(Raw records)
§

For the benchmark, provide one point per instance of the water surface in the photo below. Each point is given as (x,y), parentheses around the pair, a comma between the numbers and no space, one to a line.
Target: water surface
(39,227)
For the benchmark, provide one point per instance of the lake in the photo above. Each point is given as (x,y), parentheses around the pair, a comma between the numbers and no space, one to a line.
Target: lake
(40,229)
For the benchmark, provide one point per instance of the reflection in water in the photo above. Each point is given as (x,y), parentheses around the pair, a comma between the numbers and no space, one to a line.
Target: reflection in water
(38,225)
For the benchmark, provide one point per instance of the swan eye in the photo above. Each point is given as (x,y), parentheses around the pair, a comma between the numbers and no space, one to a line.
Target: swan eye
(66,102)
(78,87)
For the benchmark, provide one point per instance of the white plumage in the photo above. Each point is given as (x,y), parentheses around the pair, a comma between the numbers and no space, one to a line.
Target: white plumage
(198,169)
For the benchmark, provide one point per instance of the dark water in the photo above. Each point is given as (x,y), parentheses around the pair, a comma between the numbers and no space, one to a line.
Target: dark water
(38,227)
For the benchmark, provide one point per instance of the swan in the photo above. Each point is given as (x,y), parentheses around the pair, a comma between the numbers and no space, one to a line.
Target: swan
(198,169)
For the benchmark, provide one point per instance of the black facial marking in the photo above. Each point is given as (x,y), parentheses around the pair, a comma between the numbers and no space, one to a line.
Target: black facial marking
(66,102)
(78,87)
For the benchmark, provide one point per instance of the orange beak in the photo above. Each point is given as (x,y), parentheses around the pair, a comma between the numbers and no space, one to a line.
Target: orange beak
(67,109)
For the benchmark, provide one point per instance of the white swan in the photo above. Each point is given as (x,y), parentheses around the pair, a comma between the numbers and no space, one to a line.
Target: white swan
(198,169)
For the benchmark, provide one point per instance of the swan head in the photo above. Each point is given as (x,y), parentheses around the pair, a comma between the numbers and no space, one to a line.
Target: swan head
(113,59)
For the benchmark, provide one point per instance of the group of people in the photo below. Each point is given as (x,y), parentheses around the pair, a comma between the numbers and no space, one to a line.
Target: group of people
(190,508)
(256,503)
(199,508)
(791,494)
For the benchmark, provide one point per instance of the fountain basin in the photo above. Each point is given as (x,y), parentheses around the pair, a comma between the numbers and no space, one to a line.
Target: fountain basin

§

:: WHAT TO DO ::
Please reproduce the lines above, swapping "benchmark" for "evaluation" and leaving everything else unchanged.

:: EXERCISE SOLUTION ::
For the evaluation, provide one point per instance of the water surface in the photo below. Each point is given as (x,y), parentheses around the pair, a comma between the numbers and no space, one to a line.
Target: water surface
(39,227)
For the evaluation, provide one point per instance of the lake in the photo above. Each point is given as (x,y), parentheses around the pair, a comma between the numbers and no space, one to a line.
Target: lake
(40,229)
For the evaluation, provide one point per instance of the reflection in water in the photo above. Each point is given as (x,y), parentheses around the pair, a comma between the numbers and no space, one to a line.
Target: reflection in water
(38,225)
For the evaluation, provide one point per instance of the swan eye in the photo above. Each point is given as (x,y), parentheses around the pair, a comma between the numbers and no space, one to a line.
Target: swan eye
(66,102)
(78,87)
For the evaluation, provide one point per instance of the white plumage in the photo above. Each point is given as (x,y), parentheses around the pair, a comma between the numbers and no space, one to a line.
Target: white plumage
(198,169)
For the evaluation, provide one point per instance of the dark water in the photo above. Each point is given as (x,y), parentheses around the pair, a comma between the numbers and no space, one to a line.
Target: dark water
(38,227)
For the evaluation, provide one point per instance of the swan in the photo above. Each point is given as (x,y), parentheses around the pair, a comma between the numbers and no space, one to a line.
Target: swan
(198,169)
For the evaluation, provide one point per instance of the black facial marking in the photo above. Each point is given as (x,y), parentheses around the pair, a comma between the numbers and no space, one to a line.
Target: black facial marking
(66,102)
(78,87)
For the evaluation, provide one point per instance of the orange beak in the photo above. Each point is given as (x,y), parentheses around the pair, a comma between the numbers and no space, one to a line.
Target: orange beak
(67,109)
For the evaluation, provide one point per instance of the white swan in the photo above. Each point is given as (x,y), parentheses around the pair, a comma between the numbers and no space, one to a line.
Target: white swan
(198,169)
For the evaluation, provide one point per instance of the swan head in the photo above. Each point is given as (x,y), parentheses around the pair, a comma between the numbers and no space, one to a line.
Target: swan head
(113,59)
For the evaluation, provide one point per instance of the group of people in the photo below. Each point is given as (x,y), parentheses around the pair, a comma between the numbers and no space, one to a line.
Target: group of people
(190,508)
(256,503)
(199,508)
(791,494)
For the evaluation, provide one point per instance of the fountain basin in the photo above. Each point is given as (x,y), parentheses around the pair, a comma between the numbers and no space, one to a line.
Target: fountain basin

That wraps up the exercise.